**** RECORDS FOR PROCESSING ****

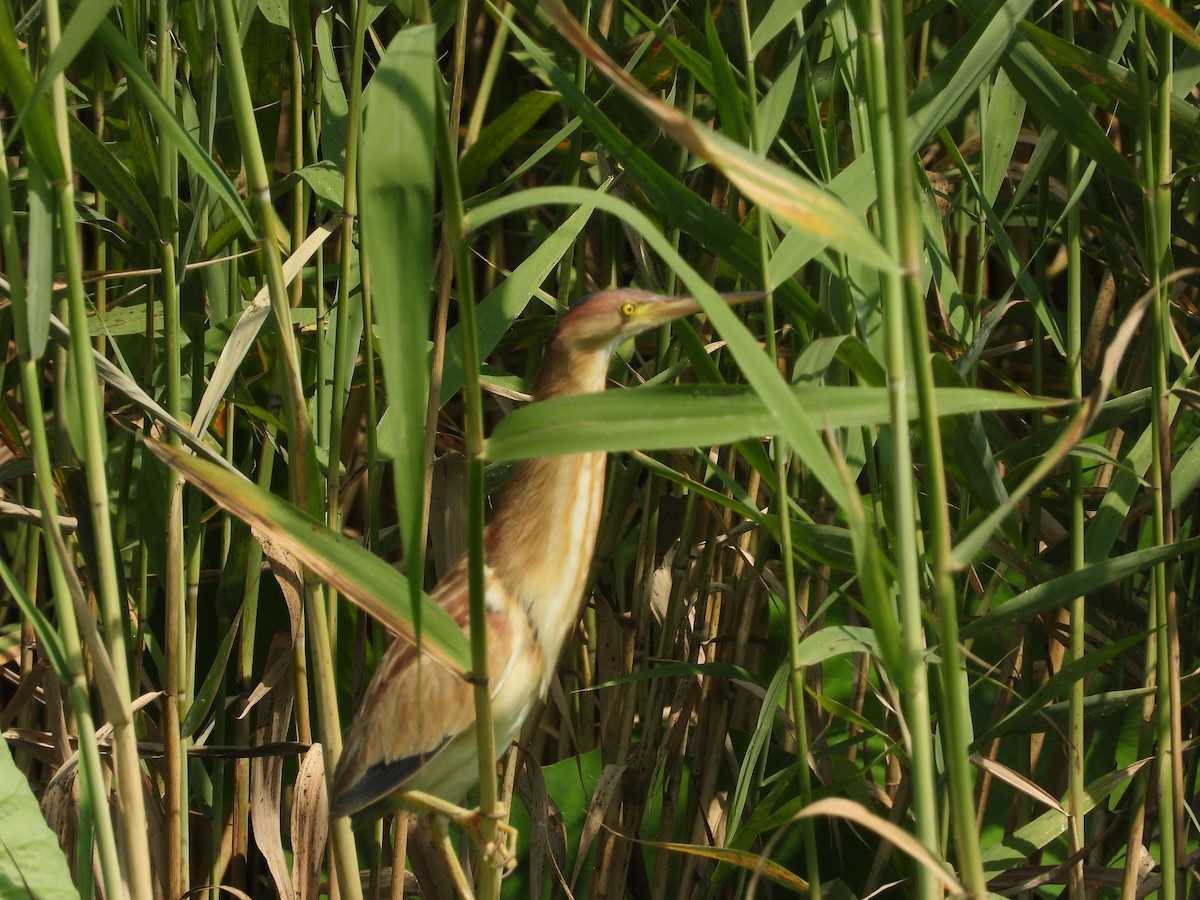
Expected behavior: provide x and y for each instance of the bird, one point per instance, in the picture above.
(414, 735)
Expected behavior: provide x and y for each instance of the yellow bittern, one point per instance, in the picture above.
(415, 733)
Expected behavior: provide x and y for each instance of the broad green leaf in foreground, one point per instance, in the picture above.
(30, 861)
(397, 186)
(700, 415)
(1053, 594)
(363, 577)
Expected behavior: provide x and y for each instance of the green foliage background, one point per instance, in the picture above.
(921, 621)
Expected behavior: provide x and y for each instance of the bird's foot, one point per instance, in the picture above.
(497, 849)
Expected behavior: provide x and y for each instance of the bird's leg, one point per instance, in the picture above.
(442, 839)
(499, 851)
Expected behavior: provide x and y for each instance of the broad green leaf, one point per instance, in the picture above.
(171, 127)
(1055, 102)
(1053, 594)
(1050, 826)
(30, 861)
(396, 192)
(111, 179)
(933, 105)
(501, 133)
(1171, 21)
(33, 317)
(209, 689)
(721, 235)
(667, 417)
(17, 82)
(327, 181)
(359, 575)
(801, 203)
(1111, 85)
(79, 29)
(837, 641)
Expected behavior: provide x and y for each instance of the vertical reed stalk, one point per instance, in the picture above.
(1157, 154)
(796, 628)
(112, 598)
(892, 167)
(1077, 607)
(487, 881)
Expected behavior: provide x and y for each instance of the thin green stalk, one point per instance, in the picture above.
(913, 679)
(341, 346)
(94, 784)
(781, 457)
(85, 383)
(94, 780)
(955, 715)
(1075, 797)
(175, 639)
(496, 55)
(301, 469)
(1168, 749)
(487, 882)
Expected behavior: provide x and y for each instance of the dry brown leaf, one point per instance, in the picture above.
(273, 720)
(607, 790)
(1017, 780)
(547, 832)
(310, 825)
(287, 573)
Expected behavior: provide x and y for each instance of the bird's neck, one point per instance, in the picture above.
(544, 532)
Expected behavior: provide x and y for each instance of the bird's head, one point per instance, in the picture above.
(577, 358)
(603, 321)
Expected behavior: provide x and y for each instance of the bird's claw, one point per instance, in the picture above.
(499, 851)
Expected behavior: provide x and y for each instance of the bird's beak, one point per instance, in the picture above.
(669, 309)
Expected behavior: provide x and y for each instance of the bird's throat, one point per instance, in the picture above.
(541, 540)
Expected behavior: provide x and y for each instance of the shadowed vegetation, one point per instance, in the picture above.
(893, 588)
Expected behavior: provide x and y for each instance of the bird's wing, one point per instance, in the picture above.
(413, 708)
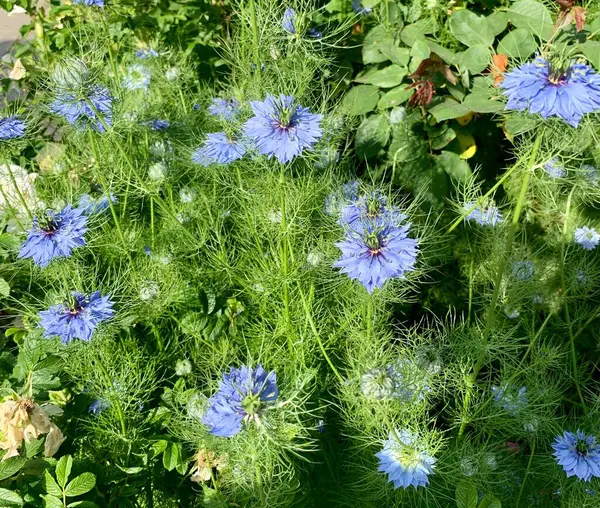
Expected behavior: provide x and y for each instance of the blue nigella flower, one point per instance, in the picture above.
(554, 169)
(510, 399)
(219, 148)
(588, 238)
(226, 108)
(484, 215)
(578, 454)
(242, 396)
(137, 77)
(404, 460)
(375, 253)
(11, 128)
(55, 235)
(83, 112)
(523, 270)
(344, 195)
(552, 90)
(77, 318)
(282, 128)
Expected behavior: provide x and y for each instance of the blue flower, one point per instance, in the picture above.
(554, 169)
(289, 20)
(510, 399)
(404, 461)
(82, 112)
(375, 253)
(242, 396)
(55, 235)
(523, 270)
(578, 454)
(226, 108)
(282, 128)
(552, 90)
(219, 148)
(77, 318)
(137, 77)
(484, 216)
(11, 127)
(341, 197)
(588, 238)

****

# AIM OF THE TASK:
Please scale the data from the line that contains "bird's wing, one" through the last line of the data. Give every one of those lines again, multiplying each x and y coordinate in the answers by 2.35 and rounding to whole numbers (halves round up), and leave out the pictures.

# FINAL RESULT:
Expected behavior: provide x and y for each instance of the bird's wing, one point per instance, in the picture above.
(971, 1664)
Expected behavior: provide x and y for each instance of the blue nigella flower, one point per instance, in the picture above.
(1302, 397)
(1199, 938)
(515, 348)
(1382, 559)
(531, 254)
(1137, 505)
(1358, 1067)
(569, 931)
(322, 181)
(949, 1081)
(881, 595)
(26, 301)
(129, 552)
(195, 263)
(1229, 635)
(808, 458)
(1297, 212)
(181, 747)
(663, 301)
Expected behavior: provide x and y for each instance of the blue flower, one point per instance, in the picture above.
(1302, 397)
(679, 47)
(1199, 938)
(949, 1083)
(193, 263)
(881, 595)
(569, 931)
(129, 552)
(1229, 635)
(1358, 1067)
(531, 254)
(663, 301)
(1297, 212)
(515, 348)
(181, 747)
(322, 181)
(1137, 508)
(26, 298)
(801, 463)
(1382, 559)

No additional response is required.